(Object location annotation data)
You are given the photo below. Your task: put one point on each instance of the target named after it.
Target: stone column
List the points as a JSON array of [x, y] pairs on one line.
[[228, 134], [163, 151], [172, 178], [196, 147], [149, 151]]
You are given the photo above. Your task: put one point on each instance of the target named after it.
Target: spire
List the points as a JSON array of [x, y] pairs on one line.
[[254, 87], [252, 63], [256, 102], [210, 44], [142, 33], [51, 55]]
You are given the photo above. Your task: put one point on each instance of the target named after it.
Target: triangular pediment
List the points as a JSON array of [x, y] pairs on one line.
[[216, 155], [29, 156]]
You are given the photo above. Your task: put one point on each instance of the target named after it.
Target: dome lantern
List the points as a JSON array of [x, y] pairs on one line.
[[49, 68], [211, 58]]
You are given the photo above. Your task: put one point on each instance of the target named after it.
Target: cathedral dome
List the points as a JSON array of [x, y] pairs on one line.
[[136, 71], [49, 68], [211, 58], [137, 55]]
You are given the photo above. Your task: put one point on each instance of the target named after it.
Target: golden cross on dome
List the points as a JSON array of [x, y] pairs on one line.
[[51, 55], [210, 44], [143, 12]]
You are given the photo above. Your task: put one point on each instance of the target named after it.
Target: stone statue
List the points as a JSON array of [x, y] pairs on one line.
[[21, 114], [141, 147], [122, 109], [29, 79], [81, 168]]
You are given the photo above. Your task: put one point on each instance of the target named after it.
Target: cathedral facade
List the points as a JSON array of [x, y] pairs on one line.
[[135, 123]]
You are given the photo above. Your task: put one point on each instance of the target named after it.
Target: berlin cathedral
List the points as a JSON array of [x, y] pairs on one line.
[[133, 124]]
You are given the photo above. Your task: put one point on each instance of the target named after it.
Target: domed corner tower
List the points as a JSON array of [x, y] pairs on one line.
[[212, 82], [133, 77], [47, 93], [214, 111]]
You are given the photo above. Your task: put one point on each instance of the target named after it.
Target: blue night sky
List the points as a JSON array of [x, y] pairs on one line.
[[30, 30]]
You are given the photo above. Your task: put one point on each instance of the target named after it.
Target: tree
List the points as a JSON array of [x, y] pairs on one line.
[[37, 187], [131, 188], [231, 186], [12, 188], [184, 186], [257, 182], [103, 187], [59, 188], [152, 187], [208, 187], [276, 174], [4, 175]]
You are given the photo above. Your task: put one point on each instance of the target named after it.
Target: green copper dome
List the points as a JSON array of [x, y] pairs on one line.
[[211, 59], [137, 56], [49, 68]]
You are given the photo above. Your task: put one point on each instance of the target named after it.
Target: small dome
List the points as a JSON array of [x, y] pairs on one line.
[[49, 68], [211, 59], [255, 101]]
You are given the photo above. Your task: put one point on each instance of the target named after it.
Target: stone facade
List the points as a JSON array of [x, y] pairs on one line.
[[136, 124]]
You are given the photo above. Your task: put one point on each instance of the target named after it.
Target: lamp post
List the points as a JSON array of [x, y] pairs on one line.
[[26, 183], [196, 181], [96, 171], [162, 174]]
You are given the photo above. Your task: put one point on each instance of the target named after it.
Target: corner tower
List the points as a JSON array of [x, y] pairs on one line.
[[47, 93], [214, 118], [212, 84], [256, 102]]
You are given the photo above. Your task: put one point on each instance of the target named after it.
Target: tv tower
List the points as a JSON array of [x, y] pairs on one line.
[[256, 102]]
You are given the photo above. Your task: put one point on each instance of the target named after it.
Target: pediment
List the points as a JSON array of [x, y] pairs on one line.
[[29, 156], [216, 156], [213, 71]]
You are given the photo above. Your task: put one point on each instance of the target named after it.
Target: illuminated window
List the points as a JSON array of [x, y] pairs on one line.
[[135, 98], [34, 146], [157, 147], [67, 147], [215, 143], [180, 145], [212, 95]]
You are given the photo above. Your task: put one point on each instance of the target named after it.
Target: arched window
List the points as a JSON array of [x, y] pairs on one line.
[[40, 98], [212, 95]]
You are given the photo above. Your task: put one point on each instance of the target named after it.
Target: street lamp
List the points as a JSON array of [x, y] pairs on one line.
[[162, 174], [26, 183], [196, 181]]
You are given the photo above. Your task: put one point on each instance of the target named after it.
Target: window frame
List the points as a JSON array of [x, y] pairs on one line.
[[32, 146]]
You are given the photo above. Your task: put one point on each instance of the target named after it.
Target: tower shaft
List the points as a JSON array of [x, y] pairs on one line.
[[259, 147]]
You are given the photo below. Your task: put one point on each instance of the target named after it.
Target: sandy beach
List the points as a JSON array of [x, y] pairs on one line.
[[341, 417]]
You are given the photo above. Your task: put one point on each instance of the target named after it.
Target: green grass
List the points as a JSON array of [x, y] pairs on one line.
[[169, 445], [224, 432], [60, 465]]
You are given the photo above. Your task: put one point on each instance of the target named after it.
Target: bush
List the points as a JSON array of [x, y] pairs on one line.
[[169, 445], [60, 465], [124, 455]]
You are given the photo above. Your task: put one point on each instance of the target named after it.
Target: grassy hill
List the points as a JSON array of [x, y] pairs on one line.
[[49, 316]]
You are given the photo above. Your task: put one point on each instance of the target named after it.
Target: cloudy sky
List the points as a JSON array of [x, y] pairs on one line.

What the task asks:
Rewrite the records from their start through the line containing "[[51, 55], [210, 44], [143, 12]]", putting "steeple" in place of "spire" and changing nothing else.

Written reply:
You are given the photo below. Your task: put one point on each instance of the target named after it.
Target: stone column
List the points as a JSON array of [x, y] pairs on one line.
[[228, 134], [163, 151], [172, 178], [196, 147], [149, 151]]
You are given the photo above. Your task: put one point on each instance of the target named after it.
Target: steeple
List the points as a JSON array of [x, y] pairs on one line.
[[254, 87], [252, 63], [256, 102], [210, 44], [142, 33], [51, 55]]
You are given the photo above. Your task: put one point on each instance of the target named after it.
Target: triangular pediment
List the points as a JSON array of [x, y] pairs on one line.
[[216, 155], [29, 156]]
You are given the photo above. Your task: put one point on each instance of the target named after it.
Target: dome lantern
List the points as a JSON array of [x, y] pairs on one line.
[[49, 68], [211, 58]]
You are given the photo above. Your task: put one point on each instance of the target named after it.
Target: cathedral dome
List the points as a JSON array of [x, y] pairs on one line.
[[136, 71], [49, 68], [211, 58], [137, 55]]
You are given the photo above. Your task: put one point on each instance of the target named after it.
Target: golden cross on dome
List the points as a JSON array of [x, y] pairs on one line.
[[51, 55], [210, 44], [143, 12]]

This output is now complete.